> ESTRATTO FORNITO
□ □ □ □ □ □ □
Con il Testo Unico della rappresentanza, del 10 gennaio 2014, viene abolita la rappresentanza dei sindacati che non accettano la complicità con il datore di lavoro/padrone. Inizia una sorta di dittatura sindacale da parte della Cgil, Cisl, Uil e Ugl. I lavoratori non possono scegliere i propri delegati, in piena violazione di quanto recitano gli articoli 2, 3 e 39-1°comma.
Durante il governo Renzi, nel 2014, Poletti riprende il testo Fornero, lo modifica e crea la legge n. 34. Nasce dunque da Poletti, in accordo con Renzi, quel mostro che è il Jobs act.
Viene sostanzialmente sepolto l’articolo 1 della Costituzione. “Il lavoro non è un diritto” secondo il duo Fornero/Poletti. E si dà il via alla risoluzione del problema opposto. Ovvero, non come fare per creare posti di lavoro, ma come fare per licenziare il lavoratore o soggiogarlo, ricattandolo. La legge che mette mano a tutto l’impianto dello Statuto dei lavoratori, a partire dai già citati art.13 e 18, con reintegra sostanzialmente cancellata se non per indimostrabili motivi discriminatori, trasformando le garanzie e la rigidità in flessibilità estrema a favore degli imprenditori, è amata da tutto il mondo padronale ed è subito odiata, per giustificato motivo, dal popolo dei lavoratori.
□ □ □ □ □ □ □
[Record salvati]
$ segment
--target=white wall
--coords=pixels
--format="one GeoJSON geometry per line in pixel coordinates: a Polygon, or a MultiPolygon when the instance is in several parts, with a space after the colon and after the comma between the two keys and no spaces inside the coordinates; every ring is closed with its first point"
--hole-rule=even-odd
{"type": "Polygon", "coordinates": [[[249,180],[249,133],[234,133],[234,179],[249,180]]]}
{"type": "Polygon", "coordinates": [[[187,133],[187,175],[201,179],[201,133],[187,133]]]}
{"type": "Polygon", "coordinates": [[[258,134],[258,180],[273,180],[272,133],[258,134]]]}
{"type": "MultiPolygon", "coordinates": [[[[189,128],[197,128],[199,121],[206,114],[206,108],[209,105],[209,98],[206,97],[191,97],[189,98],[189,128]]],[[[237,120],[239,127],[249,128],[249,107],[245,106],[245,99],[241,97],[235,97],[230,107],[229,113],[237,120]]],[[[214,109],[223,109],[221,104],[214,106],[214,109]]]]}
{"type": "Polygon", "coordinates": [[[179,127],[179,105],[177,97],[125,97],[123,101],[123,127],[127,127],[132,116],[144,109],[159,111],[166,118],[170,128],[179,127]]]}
□ □ □ □ □ □ □
> COMPITO 1
Rispondi a queste domande sul brano sul Jobs act:
(a) Quale data porta il Testo Unico della rappresentanza?
(b) Quale legge crea Poletti riprendendo il testo Fornero?
(c) Quali articoli dello Statuto dei lavoratori vengono citati?
> COMPITO 2
Scrivi il seguito del brano sul Jobs act, partendo dopo la sua ultima frase.

> RISPOSTA SCRITTA 1
(a) 10 gennaio 2014.
(b) La legge n. 34.
(c) Gli articoli 13 e 18.

> RISPOSTA SCRITTA 2
Che fare?
Lo stato delle cose per la classe lavoratrice è oggi deprimente. I licenziamenti delle ultime settimane, la devastazione del lavoro a Roma e nell’intero paese, i ricatti continui fatti dalle aziende ai lavoratori che non piegano la testa di fronte all’arroganza aziendale, sono lo specchio della condizione attuale e dei rapporti di forza che si sono creati. Un arretramento avvenuto con la colpevole accondiscendenza della maggior parte delle burocrazie sindacali, tese a fare i propri interessi, a salvaguardare le proprie strutture, ma assolutamente remissive di fronte a questo terribile attacco. L’attacco all’articolo 18 portato ai lavoratori dal governo Berlusconi solo pochi anni fa, nel 2002, fu respinto dalla CGIL che portò 3 milioni di lavoratori in piazza. Contro la riforma Fornero ed il Jobs act di Renzi non è stata fatta un’ora di sciopero. La differenza è evidente e le responsabilità precise.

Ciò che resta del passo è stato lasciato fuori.